--- START ---
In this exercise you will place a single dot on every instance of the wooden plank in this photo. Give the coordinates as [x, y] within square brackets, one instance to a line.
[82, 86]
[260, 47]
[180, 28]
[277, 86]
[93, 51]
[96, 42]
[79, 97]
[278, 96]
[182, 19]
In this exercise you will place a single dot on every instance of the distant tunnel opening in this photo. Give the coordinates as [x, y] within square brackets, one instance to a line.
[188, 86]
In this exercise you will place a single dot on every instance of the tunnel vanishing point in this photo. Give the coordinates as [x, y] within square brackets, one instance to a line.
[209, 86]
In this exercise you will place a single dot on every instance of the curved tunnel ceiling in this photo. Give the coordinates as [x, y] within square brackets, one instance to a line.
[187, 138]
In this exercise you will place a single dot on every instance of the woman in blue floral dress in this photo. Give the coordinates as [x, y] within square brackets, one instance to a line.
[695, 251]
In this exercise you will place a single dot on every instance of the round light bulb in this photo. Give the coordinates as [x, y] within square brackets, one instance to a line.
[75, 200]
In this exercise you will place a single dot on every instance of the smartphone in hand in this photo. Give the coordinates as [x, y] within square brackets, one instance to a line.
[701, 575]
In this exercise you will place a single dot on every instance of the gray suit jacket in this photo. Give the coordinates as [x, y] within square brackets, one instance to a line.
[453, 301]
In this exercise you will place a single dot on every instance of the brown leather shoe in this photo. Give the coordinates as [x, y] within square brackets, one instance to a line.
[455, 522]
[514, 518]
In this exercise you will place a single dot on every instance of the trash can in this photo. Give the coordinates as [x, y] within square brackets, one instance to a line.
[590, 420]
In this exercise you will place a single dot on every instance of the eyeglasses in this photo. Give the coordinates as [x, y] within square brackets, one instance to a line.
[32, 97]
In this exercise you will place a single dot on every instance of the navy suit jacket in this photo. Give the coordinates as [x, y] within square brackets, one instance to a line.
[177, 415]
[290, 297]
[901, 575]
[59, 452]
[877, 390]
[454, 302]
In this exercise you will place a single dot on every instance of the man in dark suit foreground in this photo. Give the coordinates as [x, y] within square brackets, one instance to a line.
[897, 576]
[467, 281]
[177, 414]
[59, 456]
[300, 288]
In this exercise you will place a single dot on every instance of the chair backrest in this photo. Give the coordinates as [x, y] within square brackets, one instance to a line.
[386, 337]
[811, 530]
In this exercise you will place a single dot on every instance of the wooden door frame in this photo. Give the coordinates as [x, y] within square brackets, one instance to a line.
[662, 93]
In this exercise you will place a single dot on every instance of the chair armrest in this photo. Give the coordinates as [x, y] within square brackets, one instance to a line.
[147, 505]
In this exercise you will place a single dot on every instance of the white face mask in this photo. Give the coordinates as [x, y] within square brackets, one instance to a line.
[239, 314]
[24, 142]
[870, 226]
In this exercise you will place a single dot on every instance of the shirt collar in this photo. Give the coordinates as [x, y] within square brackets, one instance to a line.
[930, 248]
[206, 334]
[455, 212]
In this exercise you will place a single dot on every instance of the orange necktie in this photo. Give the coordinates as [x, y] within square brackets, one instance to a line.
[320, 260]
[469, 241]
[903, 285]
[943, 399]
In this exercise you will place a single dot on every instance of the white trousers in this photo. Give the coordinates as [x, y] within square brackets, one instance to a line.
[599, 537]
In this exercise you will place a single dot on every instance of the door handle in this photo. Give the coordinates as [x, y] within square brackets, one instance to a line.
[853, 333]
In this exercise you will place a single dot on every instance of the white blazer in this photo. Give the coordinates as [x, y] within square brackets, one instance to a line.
--- END ---
▶ [REQUIRED ACTION] Line by line, reproduce the records above exactly.

▶ [EXERCISE SOLUTION]
In this exercise you will place a single dot on every instance of the wooden plank in this photo. Give the coordinates as [x, y] within square brackets, one instance to a line.
[82, 86]
[260, 47]
[180, 28]
[277, 86]
[93, 51]
[96, 42]
[79, 97]
[278, 96]
[182, 19]
In this exercise you will place a single dot on every instance of the distant tunnel opening in this photo. Give the coordinates as [x, y] within square brackets, one instance to a line.
[188, 86]
In this exercise you will place a single dot on every instance of the tunnel vanishing point in this photo. Give the coordinates as [x, y] within square brackets, one instance to a line.
[209, 86]
In this exercise you will place a single dot on every instance of the curved tunnel ceiling in this photo. Give the coordinates as [x, y] within square brackets, one instance to a line.
[187, 138]
In this exercise you will place a single dot on every instance of the woman in blue floral dress in this photo. Give the coordinates as [x, y] within square brackets, one instance to a line.
[695, 251]
In this exercise you will place a single dot on every instance of the round light bulb in this photo. Give the coordinates as [x, y] within square brackets, one instance to a line.
[75, 200]
In this exercise you will place a single dot on every instance of the smartphone in hand in this photo. Give the coordinates as [x, y] within square brackets, one instance to a line.
[701, 575]
In this exercise you will place a single dot on every instance of the gray suit jacket in this photo. Give the coordinates as [x, y] within square brackets, one instance to a line.
[453, 301]
In this exercise you will place a single dot on every instance of the brown leather shoe in this photo. Give the coordinates as [x, y] within square brackets, one instance to a line.
[455, 522]
[514, 518]
In this exercise you will place a single dot on every instance of the trash can in this photo. Give the coordinates as [x, y] within square brackets, one instance to a line.
[590, 420]
In this exercise you will place a single dot on every instance of the eyeglasses in this photo. Give the coordinates as [x, y] within square brackets, one instance to a line.
[32, 97]
In this exercise you will place a single dot on every instance of the navy suit jacket in this photo. Give the coordinates as [x, y] within square brackets, one instance to a line.
[177, 415]
[290, 297]
[901, 575]
[59, 452]
[877, 390]
[454, 302]
In this exercise you will place a single dot on every instance of the man in dark suit foreground in this photo. Give the coordinates as [x, y] within square brackets, one instance to a line.
[897, 576]
[467, 281]
[177, 414]
[59, 456]
[300, 288]
In this exercise you will place a single dot on every instance of the chair backrest in this photo. Give the coordinates as [x, y] within square brackets, one instance to a line.
[386, 337]
[811, 530]
In this exercise you will place a single dot on every instance of the wooden door frame in this photo. Give the coordinates as [x, y] within square brackets, one instance to a line.
[662, 93]
In this exercise you will place a single dot on every instance of the chair armrest in this photo. Give the coordinates as [x, y] within square brackets, one instance to a line.
[147, 505]
In this exercise you will place a single dot on every instance of the white face mask in this photo. Give the coordinates as [x, y] within square brackets, one instance to a line.
[239, 314]
[24, 142]
[870, 226]
In this exercise you will place a single dot on every instance of the shirt collar in this photo. Give the coordinates as [x, y] within square brackets, one instance to a line.
[930, 248]
[206, 334]
[455, 212]
In this exercise you will place a single dot on every instance of the orange necktie in this photo. Give the coordinates as [x, y] within square brackets, one instance to a line.
[320, 260]
[469, 241]
[903, 285]
[943, 399]
In this exercise you will place a single dot on every instance of the white trousers in this photo. Give the coordinates as [x, y] within square brackets, one instance to a line.
[599, 537]
In this exercise you will place a single dot on every instance of the door handle in this photo. Give the coordinates as [x, y] within square brackets, one instance to a line.
[853, 333]
In this exercise you will place a single dot on every instance of the white blazer in this photo. Give the coordinates as [x, y] within square brackets, one instance to a line.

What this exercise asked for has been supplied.